** PASSAGE SHOWN follows **

Wiktor Dega (7 December 1896 – 16 February 1995) was a Polish surgeon and orthopedist who was well known for his work on polio. Dega served as an expert for the World Health Organization and was one of the founders of the Polish Orthopedic Society. He created new apparatus and devices to help accident victims and survivors of polio, as well as new therapies and operations for congenital dislocations of the hip.

Dega has been called "the father of rehabilitation in Poland."

==Biography==
Dega was born in Poznań in 1896. He was drafted into the Prussian army in 1915; after matriculating (by correspondence) from the medical faculty of the University of Berlin, he was assigned to a Münchengladbach hospital.

Dega served in World War I. He fought on the northern, Galician and Volhynian fronts, and then later in Wielkopolska. After going on leave, he studied medicine at the University of Warsaw, then the University of Poznań. He then worked at the Poznań Orthopedic Institution, later becoming its head. He became the head of the orthopedic ward of the Municipal Hospital in Bydgoszcz in November 1937.

** End of PASSAGE SHOWN **

PROBLEM A ▸ According to the passage on Wiktor Dega, when did he become head of the orthopedic ward of the Municipal Hospital in Bydgoszcz?
PROBLEM B ▸ From the passage on Wiktor Dega, output the text beginning at the words "Wiktor Dega (7" and stopping after the words "of the hip.".
PROBLEM C ▸ Do these statements agree with the passage on Wiktor Dega? (i) Dega was born in Warsaw. (ii) Dega was one of the founders of the Polish Orthopedic Society. (iii) Dega was drafted into the Prussian army in 1915. Answer each with yes or no and quote the deciding words.

** SUPPLIED RECORDS follows **

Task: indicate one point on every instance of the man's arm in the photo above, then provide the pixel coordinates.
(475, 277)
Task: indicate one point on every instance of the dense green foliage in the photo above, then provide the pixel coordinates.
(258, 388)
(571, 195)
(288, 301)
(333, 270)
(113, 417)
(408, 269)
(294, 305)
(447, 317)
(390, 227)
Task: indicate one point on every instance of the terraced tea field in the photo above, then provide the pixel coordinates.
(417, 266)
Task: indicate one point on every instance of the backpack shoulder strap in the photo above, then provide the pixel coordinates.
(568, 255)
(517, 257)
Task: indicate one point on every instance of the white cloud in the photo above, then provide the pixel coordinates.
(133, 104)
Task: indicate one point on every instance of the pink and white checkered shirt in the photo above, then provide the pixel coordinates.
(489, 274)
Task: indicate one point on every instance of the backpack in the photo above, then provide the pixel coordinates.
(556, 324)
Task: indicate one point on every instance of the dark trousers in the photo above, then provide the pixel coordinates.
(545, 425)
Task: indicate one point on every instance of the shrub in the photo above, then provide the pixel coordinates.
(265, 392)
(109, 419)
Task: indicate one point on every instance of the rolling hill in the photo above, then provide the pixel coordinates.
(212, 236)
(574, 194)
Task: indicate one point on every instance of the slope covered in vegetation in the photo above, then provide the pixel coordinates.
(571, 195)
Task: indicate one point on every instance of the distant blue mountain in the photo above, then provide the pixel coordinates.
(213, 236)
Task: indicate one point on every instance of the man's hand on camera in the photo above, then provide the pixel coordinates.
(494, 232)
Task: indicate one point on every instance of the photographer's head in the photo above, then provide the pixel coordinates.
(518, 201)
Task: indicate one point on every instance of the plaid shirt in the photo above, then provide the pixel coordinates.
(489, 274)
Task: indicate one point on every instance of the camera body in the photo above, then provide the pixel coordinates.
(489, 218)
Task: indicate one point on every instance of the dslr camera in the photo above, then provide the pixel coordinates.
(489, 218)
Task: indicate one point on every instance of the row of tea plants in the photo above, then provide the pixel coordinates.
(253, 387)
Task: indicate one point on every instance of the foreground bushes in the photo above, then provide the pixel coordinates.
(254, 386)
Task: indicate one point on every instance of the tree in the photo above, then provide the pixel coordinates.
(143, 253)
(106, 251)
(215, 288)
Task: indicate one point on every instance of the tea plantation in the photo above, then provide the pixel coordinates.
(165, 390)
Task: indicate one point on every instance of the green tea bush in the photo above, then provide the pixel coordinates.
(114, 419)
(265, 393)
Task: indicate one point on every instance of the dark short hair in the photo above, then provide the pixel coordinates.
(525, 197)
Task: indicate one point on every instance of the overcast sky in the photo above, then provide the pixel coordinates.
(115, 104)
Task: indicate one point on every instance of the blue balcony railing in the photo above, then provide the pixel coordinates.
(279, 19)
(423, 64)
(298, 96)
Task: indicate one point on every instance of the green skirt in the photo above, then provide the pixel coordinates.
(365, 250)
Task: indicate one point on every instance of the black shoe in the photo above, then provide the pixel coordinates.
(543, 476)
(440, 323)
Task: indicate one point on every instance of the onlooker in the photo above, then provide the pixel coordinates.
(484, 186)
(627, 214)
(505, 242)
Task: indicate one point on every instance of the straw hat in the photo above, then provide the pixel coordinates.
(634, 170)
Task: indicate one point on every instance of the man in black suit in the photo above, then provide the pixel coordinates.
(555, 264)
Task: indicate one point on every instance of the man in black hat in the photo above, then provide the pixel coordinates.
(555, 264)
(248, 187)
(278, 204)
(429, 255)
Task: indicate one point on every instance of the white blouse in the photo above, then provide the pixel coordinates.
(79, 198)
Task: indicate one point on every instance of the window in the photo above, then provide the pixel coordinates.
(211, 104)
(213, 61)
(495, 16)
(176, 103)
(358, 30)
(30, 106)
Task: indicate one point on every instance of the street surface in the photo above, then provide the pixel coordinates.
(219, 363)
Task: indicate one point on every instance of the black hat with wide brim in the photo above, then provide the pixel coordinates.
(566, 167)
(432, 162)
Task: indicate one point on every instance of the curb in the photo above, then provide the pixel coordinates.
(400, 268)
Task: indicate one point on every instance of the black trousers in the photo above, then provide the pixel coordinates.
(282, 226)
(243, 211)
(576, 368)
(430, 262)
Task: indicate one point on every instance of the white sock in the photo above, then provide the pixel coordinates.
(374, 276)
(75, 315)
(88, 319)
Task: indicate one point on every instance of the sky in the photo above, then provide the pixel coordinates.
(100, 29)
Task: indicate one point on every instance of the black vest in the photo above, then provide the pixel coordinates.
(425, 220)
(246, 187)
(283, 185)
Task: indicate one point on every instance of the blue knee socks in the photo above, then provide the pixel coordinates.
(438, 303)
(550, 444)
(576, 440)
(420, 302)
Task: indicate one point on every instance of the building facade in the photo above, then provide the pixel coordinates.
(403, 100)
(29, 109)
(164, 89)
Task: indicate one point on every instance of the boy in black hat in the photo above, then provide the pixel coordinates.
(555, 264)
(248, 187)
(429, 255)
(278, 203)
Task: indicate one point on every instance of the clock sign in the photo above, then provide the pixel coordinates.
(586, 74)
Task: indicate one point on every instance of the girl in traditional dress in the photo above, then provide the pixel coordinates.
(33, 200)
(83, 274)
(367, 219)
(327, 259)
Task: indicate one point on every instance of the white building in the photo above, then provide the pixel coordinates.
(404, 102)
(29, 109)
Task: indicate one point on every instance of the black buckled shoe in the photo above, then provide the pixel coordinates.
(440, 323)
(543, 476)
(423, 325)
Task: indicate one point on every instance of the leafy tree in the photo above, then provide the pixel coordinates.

** End of SUPPLIED RECORDS **

ANSWER SPACE A ▸ November 1937

ANSWER SPACE B ▸
Wiktor Dega (7 December 1896 – 16 February 1995) was a Polish surgeon and orthopedist who was well known for his work on polio. Dega served as an expert for the World Health Organization and was one of the founders of the Polish Orthopedic Society. He created new apparatus and devices to help accident victims and survivors of polio, as well as new therapies and operations for congenital dislocations of the hip.

ANSWER SPACE C ▸
(i) No: "Dega was born in Poznań in 1896."
(ii) Yes: "was one of the founders of the Polish Orthopedic Society"
(iii) Yes: "He was drafted into the Prussian army in 1915"